* [Source data]
◇ ◇ ◇

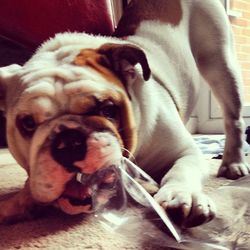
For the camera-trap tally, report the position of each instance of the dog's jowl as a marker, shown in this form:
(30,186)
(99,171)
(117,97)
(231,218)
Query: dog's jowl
(82,102)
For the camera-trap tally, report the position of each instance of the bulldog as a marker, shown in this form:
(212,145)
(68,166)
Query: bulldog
(83,102)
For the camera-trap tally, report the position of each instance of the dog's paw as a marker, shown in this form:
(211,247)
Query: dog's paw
(185,208)
(234,170)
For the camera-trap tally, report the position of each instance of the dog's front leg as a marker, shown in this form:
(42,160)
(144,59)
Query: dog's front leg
(17,207)
(181,191)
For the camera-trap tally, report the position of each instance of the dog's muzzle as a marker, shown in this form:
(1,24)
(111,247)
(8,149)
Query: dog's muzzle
(69,146)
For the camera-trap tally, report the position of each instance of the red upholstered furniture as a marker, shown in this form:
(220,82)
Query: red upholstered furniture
(30,22)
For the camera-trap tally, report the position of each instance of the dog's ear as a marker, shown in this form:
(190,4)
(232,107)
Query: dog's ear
(6,73)
(122,58)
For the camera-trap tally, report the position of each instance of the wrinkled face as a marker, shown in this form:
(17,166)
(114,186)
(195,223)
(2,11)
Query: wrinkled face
(69,115)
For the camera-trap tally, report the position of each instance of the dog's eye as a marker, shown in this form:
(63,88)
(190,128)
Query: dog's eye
(109,110)
(27,124)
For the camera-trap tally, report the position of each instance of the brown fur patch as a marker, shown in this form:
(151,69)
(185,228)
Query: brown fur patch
(91,57)
(127,129)
(167,11)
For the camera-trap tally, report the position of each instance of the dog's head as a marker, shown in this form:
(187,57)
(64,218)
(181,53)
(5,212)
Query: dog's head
(68,110)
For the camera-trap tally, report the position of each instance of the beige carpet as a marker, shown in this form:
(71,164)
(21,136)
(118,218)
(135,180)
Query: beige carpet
(55,230)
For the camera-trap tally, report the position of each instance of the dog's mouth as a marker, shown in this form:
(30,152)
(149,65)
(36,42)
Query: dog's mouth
(94,192)
(77,198)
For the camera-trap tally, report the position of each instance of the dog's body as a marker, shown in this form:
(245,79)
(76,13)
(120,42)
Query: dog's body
(89,87)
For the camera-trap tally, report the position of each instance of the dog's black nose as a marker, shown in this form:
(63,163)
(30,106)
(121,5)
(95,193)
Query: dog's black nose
(68,147)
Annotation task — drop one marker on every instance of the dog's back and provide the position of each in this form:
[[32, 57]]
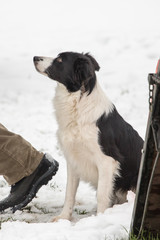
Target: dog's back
[[119, 140]]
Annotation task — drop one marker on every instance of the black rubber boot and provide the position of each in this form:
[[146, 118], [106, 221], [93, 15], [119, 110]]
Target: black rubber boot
[[25, 190]]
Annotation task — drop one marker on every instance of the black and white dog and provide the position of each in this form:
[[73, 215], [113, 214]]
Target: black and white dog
[[99, 146]]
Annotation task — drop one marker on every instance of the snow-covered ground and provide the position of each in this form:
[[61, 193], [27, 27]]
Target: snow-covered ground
[[124, 37]]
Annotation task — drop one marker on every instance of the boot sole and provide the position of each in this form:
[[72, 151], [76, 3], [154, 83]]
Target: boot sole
[[43, 180]]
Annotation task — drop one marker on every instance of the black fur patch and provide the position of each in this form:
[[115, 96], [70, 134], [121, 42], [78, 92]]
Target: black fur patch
[[75, 71], [119, 140]]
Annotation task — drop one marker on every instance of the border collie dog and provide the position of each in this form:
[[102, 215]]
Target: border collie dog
[[100, 147]]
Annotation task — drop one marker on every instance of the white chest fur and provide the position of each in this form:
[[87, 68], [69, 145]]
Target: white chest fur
[[78, 133]]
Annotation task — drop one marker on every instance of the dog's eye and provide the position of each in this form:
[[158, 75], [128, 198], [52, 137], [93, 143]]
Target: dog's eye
[[59, 59]]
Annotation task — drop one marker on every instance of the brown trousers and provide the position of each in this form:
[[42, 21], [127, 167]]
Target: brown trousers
[[18, 158]]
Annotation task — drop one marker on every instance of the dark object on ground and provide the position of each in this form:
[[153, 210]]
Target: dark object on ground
[[25, 190], [146, 213]]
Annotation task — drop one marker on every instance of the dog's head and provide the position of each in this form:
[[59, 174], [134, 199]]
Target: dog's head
[[74, 70]]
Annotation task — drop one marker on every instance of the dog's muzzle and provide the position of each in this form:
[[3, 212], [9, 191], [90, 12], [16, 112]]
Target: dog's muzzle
[[42, 63]]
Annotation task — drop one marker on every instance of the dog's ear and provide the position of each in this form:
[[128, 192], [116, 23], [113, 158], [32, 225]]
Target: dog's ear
[[83, 69], [94, 62]]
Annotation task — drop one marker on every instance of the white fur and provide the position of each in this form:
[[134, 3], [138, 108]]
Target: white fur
[[78, 136]]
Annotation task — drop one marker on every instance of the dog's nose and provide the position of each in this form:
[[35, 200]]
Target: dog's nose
[[37, 59]]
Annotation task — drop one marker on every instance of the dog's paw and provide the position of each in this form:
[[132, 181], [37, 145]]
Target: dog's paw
[[57, 218]]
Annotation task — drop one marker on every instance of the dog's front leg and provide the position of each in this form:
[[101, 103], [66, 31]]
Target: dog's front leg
[[106, 171], [71, 189]]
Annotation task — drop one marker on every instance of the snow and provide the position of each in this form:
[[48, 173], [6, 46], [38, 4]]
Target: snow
[[124, 37]]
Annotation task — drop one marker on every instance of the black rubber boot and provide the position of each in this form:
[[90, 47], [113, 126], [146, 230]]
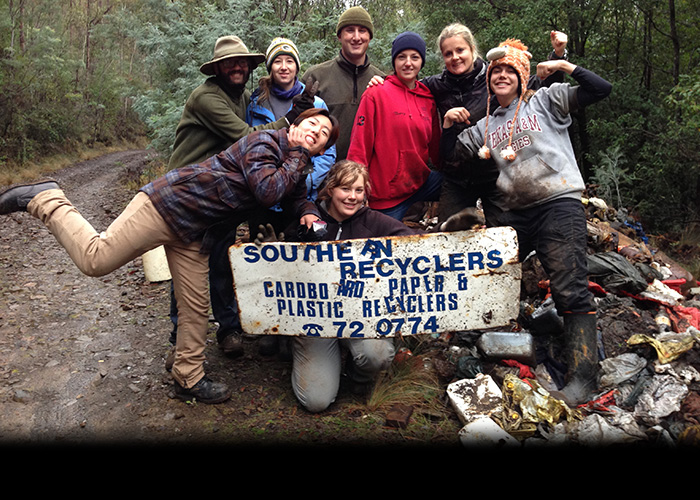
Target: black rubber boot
[[581, 352], [16, 198], [204, 391]]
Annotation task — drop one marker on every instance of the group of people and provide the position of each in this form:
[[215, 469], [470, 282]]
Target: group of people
[[357, 148]]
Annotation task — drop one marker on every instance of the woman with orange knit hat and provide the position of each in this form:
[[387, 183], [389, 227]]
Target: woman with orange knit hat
[[527, 136]]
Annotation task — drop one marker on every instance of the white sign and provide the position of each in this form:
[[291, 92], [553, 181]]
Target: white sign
[[379, 287]]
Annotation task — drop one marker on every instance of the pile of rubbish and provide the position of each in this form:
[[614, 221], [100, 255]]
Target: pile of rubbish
[[499, 382]]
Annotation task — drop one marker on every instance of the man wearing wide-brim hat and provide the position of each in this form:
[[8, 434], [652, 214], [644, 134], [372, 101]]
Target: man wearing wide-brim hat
[[214, 119], [214, 114]]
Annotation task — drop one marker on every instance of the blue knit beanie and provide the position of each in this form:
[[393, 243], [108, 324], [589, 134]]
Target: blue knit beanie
[[408, 40]]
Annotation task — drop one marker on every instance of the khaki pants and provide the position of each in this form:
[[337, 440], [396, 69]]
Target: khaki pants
[[138, 229]]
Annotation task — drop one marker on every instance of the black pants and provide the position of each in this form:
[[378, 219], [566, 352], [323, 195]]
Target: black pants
[[557, 232]]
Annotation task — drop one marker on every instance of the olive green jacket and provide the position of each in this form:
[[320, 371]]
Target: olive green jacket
[[211, 122], [341, 85]]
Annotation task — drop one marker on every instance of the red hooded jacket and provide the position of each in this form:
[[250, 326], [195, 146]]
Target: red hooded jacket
[[397, 136]]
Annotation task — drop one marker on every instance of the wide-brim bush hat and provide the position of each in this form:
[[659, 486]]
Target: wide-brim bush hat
[[231, 46]]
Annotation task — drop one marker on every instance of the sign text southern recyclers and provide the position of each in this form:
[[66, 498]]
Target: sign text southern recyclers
[[379, 287]]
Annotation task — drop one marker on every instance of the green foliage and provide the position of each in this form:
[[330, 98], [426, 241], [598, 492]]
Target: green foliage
[[144, 56]]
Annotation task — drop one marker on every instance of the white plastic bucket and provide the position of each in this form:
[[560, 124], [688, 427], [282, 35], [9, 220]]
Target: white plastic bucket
[[155, 265]]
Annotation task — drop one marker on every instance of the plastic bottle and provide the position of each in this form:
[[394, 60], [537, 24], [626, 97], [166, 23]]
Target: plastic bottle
[[508, 345], [663, 321]]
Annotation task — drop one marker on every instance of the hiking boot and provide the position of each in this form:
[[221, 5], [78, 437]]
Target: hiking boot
[[205, 391], [16, 198], [268, 345], [232, 345]]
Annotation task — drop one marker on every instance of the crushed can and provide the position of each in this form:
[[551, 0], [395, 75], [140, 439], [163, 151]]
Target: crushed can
[[519, 346]]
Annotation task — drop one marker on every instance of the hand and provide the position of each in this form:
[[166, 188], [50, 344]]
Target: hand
[[547, 68], [308, 219], [266, 234], [303, 101], [559, 41], [455, 115], [376, 80]]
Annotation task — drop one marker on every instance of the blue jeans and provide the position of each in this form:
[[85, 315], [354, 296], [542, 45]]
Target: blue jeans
[[429, 191]]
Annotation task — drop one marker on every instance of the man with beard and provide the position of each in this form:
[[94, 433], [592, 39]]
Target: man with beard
[[214, 119]]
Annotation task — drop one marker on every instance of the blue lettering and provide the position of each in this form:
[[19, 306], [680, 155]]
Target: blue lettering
[[495, 259], [252, 253]]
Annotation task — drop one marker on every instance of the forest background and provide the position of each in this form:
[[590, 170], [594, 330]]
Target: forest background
[[79, 73]]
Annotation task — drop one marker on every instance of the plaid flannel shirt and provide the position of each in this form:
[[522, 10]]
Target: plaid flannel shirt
[[259, 170]]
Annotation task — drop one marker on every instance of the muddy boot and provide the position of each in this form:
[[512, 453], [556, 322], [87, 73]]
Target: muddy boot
[[581, 351], [16, 198]]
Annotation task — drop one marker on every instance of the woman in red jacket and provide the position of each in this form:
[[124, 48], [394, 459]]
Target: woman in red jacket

◇ ◇ ◇

* [Aim of the task] Begin with the line that has "the brown trousers" in the listing above and end after the line that has "[[153, 210]]"; output those lines exactly.

* [Output for this task]
Annotation task — drop one marker on every instance of the brown trousers and provide the position of each in this form:
[[42, 21], [127, 167]]
Target: brown trousers
[[18, 158]]
Annotation task — drop one marker on every instance of the dark object on ground and provide the position of each in this form:
[[153, 210]]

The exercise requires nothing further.